Dans cette bourgade de Castille-et-Léon (centre), les nitrates et l’arsenic rendent depuis six ans l’eau imbuvable pour les habitants, qui sont 350 l’hiver et près de 1.000 en été.

Alors, chaque lundi, ils défilent sur la place principale pour récupérer, à bout de bras ou dans des brouettes, des packs d’eau financés en partie par la mairie. Comme Alejandro Martín, 17 ans, qui aide son grand-père de 95 ans à ramener la précieuse eau minérale avant de la verser dans une casserole pour préparer un café.

Dehors, des bouquets et des guirlandes de bouteilles en plastique sont suspendus aux balcons où des banderoles exigent l’accès à l’eau potable.

« Ce n’est pas normal au XXIe siècle », s’indigne Mercedes Rodríguez, 41 ans, membre d’un collectif d’habitants. Le maire, Andrés García, dénonce de son côté « le manque d’argent » public qui a ralenti un projet qui devrait ramener l’eau potable à la fin de l’année.

Rien qu’en Castille-et-Léon, 63 communes en étaient privées en mars selon la télévision régionale. Il n’existe aucun chiffre officiel national sur le sujet.

D’après le ministère de la Santé, 67.050 analyses effectuées en 2019 au niveau national, parfois au même endroit à des dates différentes, ont montré que l’eau n’était pas potable.

Et les niveaux de nitrates inquiètent partout alors que plus du quart (28%) des stations d’eaux souterraines du pays en mesurent une concentration supérieure ou proche du seuil de potabilité et que près du quart du pays (22%) est « vulnérable » à cette pollution en raison de la nature des sols ou des activités agricoles, selon le ministère de la Transition écologique.

Des pollutions agricoles de plus en plus pointées du doigt. Comme à Lierta, village de la région d’Aragon (nord-est), privé d’eau potable depuis 2018 à cause des nitrates et où les habitants se battent contre un projet d’installation d’une nouvelle exploitation de 3.000 truies.

Sous un soleil de plomb, seul un chien s’abreuve à la fontaine débordant d’algues plus vertes que les montagnes alentour, qui dominent une vaste étendue de champs dorés de céréales parsemés de porcheries.

Ici, c’est déjà « près de 20.000 porcs pour 50 habitants », fustige Bernard Más, 68 ans, membre de l’association d’habitants qui vient d’obtenir la suspension du projet pour un an au dernier conseil municipal.

Dans le pays de la charcuterie, « l’élevage intensif, les maxi-exploitations sont un réel problème » pour la qualité de l’eau dans les zones où elles sont implantées, à cause des rejets de purins, estime Luis Babiano, président de l’Association espagnole des opérateurs publics de distribution et d’assainissement de l’eau.

Mais les excès de nitrates dans les sources d’eau restent d’abord une « conséquence de l’usage des fertilisants dans l’activité agricole » qui constitue « le principal problème » à la campagne, soulignait un rapport du ministère de la Transition écologique fin 2020.

= CONSIGNE =
Citez le texte sur l'eau potable, en reprenant tout ce qui va de « Rien qu’en Castille-et-Léon, 63 » jusqu'à « sur le sujet. ».

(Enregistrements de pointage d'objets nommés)
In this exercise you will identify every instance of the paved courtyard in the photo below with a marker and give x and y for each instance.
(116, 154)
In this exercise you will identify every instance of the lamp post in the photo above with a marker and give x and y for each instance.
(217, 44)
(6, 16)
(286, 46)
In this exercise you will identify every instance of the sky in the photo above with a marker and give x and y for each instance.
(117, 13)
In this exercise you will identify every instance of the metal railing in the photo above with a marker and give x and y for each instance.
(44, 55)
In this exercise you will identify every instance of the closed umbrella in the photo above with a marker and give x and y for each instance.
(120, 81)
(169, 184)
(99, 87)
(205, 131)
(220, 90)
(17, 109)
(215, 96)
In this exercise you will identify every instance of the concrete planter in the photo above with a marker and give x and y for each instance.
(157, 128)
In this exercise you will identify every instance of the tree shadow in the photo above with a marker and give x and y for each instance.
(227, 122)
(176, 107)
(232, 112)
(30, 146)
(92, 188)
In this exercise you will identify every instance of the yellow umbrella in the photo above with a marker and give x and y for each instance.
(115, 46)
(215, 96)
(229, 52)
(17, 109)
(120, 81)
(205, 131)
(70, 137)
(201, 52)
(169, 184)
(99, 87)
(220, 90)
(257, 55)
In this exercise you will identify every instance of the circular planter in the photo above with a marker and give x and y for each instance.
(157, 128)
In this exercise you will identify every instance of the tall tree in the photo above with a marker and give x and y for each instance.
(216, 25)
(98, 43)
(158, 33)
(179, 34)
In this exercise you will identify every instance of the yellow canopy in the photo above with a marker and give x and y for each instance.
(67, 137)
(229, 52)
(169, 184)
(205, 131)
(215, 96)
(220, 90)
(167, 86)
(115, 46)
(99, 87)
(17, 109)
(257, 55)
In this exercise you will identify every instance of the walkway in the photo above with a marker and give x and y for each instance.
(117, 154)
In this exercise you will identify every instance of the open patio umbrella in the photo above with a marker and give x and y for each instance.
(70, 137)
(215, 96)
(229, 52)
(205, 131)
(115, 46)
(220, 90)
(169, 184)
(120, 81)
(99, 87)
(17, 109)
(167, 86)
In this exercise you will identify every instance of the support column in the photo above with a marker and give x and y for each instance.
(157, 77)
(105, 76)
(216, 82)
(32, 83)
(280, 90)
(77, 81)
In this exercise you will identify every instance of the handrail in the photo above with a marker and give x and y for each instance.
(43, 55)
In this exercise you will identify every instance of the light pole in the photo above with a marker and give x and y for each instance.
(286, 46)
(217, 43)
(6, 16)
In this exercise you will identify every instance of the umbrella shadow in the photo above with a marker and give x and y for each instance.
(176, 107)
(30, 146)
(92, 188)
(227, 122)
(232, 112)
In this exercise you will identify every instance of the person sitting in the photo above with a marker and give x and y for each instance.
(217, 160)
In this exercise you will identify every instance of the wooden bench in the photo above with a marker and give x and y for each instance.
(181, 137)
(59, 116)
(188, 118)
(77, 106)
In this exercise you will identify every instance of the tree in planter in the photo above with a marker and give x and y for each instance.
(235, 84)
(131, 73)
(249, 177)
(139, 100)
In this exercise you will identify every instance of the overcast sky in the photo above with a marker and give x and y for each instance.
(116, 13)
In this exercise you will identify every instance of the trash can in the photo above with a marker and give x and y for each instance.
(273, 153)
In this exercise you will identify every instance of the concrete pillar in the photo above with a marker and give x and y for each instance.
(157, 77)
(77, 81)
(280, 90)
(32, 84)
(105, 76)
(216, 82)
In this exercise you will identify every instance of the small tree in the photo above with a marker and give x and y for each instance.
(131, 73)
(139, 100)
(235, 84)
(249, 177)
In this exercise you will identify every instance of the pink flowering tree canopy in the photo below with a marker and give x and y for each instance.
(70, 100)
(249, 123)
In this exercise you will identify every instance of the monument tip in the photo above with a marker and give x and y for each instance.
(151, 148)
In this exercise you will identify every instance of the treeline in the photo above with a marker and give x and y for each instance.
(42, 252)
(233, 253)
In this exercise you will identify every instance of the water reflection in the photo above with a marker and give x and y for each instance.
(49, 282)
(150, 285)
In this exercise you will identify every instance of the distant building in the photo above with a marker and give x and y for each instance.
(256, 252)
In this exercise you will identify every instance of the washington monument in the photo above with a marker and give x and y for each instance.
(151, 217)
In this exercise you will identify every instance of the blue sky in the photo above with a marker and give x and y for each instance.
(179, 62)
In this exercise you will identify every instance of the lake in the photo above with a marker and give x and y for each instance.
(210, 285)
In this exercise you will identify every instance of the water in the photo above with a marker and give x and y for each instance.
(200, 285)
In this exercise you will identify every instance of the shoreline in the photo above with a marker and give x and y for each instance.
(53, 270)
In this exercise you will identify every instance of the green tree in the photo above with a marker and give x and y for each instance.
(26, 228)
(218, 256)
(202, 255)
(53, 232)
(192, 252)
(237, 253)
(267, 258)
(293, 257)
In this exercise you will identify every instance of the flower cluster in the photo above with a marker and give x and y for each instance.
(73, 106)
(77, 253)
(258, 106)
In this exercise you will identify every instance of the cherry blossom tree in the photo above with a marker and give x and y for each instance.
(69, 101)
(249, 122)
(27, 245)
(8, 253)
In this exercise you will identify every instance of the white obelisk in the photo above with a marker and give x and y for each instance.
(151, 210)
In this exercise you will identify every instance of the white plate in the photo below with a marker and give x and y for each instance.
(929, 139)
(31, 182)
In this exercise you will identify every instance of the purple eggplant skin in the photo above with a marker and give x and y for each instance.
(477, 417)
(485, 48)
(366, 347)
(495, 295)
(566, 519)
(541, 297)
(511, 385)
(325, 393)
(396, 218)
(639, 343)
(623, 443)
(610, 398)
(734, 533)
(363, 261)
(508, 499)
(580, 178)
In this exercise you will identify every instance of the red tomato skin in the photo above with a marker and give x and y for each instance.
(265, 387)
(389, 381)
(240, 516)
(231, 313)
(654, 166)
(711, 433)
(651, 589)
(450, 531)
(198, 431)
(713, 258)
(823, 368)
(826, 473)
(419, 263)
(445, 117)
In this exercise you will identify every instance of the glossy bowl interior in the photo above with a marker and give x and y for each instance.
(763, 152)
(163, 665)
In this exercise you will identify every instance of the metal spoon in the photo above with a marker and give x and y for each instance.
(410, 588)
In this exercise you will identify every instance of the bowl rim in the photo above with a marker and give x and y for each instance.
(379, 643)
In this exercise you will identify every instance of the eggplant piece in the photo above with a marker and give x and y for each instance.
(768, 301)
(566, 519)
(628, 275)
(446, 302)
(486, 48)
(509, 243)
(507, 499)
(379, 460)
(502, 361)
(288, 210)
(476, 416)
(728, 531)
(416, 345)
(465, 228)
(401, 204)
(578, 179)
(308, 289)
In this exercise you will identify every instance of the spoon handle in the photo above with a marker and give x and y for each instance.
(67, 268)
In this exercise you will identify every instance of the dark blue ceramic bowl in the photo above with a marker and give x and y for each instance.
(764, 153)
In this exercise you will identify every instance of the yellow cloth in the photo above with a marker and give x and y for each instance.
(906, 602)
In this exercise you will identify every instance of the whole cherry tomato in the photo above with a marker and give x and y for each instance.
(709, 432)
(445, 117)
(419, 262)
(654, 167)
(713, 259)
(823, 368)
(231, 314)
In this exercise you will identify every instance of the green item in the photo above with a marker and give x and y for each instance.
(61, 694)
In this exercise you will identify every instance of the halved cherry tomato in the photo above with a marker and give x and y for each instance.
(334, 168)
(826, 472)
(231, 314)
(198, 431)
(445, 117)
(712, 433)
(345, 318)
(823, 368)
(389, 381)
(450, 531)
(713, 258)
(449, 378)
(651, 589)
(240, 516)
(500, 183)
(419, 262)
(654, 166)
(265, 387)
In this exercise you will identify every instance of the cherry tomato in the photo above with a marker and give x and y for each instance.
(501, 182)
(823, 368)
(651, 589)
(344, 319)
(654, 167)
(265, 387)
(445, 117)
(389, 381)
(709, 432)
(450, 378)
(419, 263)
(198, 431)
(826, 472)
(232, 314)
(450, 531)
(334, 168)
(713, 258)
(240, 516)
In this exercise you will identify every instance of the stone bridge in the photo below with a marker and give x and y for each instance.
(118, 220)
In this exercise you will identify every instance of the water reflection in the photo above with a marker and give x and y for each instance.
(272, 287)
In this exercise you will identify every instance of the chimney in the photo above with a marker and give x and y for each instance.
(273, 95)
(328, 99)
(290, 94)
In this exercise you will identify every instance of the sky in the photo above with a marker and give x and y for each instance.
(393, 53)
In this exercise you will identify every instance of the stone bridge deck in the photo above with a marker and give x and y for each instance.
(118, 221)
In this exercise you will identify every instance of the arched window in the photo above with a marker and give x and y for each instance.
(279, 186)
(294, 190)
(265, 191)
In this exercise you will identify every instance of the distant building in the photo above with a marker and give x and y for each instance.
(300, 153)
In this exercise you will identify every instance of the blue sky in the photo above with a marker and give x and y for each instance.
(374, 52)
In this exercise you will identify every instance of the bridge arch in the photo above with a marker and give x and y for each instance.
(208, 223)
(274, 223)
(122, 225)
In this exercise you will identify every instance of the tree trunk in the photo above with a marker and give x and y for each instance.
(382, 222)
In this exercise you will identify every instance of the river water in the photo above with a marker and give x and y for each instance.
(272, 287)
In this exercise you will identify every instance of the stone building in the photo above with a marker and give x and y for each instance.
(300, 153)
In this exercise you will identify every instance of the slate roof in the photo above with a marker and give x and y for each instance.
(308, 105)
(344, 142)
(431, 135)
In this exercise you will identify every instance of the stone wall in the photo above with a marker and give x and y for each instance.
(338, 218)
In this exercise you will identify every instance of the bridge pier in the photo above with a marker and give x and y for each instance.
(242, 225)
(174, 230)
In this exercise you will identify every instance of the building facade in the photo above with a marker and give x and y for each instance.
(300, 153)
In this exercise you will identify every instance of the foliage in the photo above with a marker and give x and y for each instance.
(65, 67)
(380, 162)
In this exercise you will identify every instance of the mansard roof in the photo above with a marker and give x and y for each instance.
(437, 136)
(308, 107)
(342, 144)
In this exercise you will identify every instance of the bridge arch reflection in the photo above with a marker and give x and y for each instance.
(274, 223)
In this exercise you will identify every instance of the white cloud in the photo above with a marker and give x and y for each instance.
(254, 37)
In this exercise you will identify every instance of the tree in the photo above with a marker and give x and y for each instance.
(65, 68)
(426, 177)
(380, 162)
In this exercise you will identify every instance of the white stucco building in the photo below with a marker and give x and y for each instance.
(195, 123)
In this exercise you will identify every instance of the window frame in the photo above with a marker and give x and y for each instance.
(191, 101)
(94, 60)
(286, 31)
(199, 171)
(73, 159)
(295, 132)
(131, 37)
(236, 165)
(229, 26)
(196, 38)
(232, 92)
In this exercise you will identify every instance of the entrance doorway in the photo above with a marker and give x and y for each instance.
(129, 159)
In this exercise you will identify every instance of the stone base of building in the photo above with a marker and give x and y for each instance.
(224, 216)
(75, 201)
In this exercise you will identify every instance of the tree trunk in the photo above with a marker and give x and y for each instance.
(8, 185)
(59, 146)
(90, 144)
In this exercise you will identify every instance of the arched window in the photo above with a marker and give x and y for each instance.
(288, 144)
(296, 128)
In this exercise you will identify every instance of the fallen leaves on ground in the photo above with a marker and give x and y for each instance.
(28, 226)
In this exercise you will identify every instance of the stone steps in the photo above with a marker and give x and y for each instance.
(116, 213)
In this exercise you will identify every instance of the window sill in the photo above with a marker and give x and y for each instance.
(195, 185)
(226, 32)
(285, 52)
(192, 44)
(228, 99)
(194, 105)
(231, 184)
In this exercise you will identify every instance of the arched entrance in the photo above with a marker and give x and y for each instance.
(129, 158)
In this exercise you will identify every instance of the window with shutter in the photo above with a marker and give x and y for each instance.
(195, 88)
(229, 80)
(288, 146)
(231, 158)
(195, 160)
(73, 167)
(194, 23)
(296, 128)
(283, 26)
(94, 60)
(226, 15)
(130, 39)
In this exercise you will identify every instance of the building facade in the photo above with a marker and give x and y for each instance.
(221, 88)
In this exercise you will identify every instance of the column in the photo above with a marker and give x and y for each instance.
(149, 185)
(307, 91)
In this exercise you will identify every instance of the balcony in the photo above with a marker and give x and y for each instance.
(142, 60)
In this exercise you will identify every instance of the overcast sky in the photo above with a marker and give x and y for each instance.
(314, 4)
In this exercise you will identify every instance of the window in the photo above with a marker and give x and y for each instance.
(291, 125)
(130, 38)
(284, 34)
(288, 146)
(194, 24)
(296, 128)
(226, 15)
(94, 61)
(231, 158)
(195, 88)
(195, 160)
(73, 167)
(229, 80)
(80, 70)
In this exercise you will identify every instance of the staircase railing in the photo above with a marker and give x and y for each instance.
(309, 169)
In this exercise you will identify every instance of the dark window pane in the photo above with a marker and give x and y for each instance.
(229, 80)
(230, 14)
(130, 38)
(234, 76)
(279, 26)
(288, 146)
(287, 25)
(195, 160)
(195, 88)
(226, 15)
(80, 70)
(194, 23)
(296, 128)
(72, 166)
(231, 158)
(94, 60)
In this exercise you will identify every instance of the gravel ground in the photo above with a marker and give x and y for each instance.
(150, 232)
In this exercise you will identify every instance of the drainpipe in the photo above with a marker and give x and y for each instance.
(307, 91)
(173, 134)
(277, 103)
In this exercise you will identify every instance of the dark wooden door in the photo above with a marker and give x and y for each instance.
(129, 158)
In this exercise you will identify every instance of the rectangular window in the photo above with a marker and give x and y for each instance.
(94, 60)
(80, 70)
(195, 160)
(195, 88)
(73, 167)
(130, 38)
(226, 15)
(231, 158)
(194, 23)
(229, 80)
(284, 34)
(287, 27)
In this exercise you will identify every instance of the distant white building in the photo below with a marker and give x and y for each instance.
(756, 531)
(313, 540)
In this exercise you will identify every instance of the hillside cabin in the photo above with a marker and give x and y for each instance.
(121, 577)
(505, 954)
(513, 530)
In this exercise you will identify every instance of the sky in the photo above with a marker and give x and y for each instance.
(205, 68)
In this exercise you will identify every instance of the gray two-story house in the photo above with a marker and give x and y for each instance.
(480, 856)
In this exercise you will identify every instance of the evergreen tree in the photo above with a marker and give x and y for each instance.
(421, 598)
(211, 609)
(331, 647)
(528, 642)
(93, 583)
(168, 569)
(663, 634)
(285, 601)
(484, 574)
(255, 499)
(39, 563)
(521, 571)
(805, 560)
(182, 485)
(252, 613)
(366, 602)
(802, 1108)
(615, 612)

= SOLUTION =
Rien qu’en Castille-et-Léon, 63 communes en étaient privées en mars selon la télévision régionale. Il n’existe aucun chiffre officiel national sur le sujet.